The event is made possible through the collaboration of HWC and numerous healthcare providers from throughout North Texas. The health fair will offer free services and exams including testing for HIV, blood sugar levels, blood pressure, hearing, BMI, anxiety and depression. Vision, dental and deep tissue massage are three new health screens offered this year. Texas Health Resources staff will offer mammograms at Primaveral and can sign fairgoers up for a future mammogram and well-women exams in July. Additional services, such as COVID-19 vaccines and admission to free future clinics may also be available. These kinds of tests and regular check-ups are vital for catching diseases early and ensuring they do not progress further, event organizers stress.

“Several years back, a son took his dad for a prostate exam,” Anelia Banda, director of the Hispanic Wellness Coalition said. “Unfortunately, the dad's results were elevated. While there, the son decided to test for prostate also. The result? The son's results were higher than the dad's. Bottom line, both were caught in time and treatment ensued successfully.”

◆ ◆ ◆ ◆ ◆

## Task requirements
1. Answer each question from the text about the health fair:
(a) Which three health screens are new this year?
(b) Who will offer mammograms at Primaveral?
(c) What position does Anelia Banda hold?
2. List everything that the text about the health fair names after the words "testing for".
The items that follow have no connection to the text about the health fair.

## Source data

◆ ◆ ◆ ◆ ◆

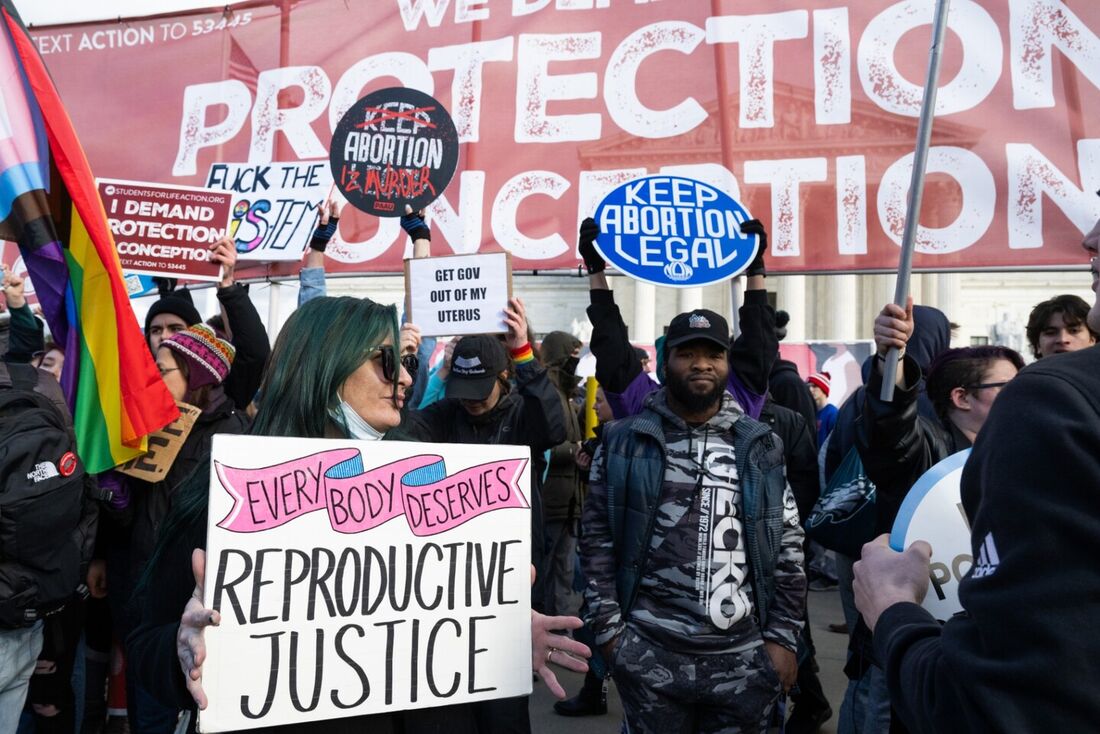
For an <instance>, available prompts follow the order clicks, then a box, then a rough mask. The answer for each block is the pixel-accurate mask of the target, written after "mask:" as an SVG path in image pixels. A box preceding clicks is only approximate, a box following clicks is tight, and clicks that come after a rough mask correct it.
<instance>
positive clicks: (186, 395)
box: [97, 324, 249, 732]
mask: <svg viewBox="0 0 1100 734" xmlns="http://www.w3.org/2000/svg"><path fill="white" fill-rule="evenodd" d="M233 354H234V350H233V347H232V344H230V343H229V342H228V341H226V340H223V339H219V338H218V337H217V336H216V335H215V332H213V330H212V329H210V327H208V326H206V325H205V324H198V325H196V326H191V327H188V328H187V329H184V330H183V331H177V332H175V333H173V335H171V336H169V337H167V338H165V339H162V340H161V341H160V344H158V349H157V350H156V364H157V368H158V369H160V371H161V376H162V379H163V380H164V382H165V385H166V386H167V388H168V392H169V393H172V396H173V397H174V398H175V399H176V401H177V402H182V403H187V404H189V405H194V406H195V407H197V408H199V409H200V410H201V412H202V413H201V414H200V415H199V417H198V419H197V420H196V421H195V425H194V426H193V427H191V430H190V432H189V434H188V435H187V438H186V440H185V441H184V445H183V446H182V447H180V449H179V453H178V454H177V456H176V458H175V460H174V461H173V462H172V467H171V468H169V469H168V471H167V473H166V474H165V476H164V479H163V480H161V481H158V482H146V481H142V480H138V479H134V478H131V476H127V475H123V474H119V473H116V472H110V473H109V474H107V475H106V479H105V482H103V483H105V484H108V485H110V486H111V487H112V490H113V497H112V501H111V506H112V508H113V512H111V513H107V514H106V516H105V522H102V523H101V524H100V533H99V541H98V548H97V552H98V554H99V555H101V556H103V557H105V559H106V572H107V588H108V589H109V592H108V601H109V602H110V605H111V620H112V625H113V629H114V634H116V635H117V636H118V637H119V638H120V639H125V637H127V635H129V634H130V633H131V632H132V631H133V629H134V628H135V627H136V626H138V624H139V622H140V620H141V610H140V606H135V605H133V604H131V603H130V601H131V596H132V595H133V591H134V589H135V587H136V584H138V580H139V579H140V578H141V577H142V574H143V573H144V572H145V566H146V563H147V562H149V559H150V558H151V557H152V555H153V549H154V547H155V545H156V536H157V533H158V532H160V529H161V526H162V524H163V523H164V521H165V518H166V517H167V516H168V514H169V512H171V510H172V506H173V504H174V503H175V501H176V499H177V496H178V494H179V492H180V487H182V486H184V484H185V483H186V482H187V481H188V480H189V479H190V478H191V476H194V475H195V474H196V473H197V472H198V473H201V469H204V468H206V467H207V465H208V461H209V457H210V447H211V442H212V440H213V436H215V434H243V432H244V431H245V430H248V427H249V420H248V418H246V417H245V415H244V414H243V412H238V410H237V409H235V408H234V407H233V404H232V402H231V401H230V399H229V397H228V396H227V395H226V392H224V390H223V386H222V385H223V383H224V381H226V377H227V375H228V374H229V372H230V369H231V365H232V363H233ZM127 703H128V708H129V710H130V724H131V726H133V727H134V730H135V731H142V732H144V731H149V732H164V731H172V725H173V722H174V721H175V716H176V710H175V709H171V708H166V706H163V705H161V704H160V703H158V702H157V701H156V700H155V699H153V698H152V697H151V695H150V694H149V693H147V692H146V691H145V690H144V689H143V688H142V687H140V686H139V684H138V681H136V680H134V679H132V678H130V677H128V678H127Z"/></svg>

◆ ◆ ◆ ◆ ◆

## Answers for this exercise
1.
(a) Vision, dental and deep tissue massage.
(b) Texas Health Resources staff.
(c) Director of the Hispanic Wellness Coalition.

2. HIV, blood sugar levels, blood pressure, hearing, BMI, anxiety, depression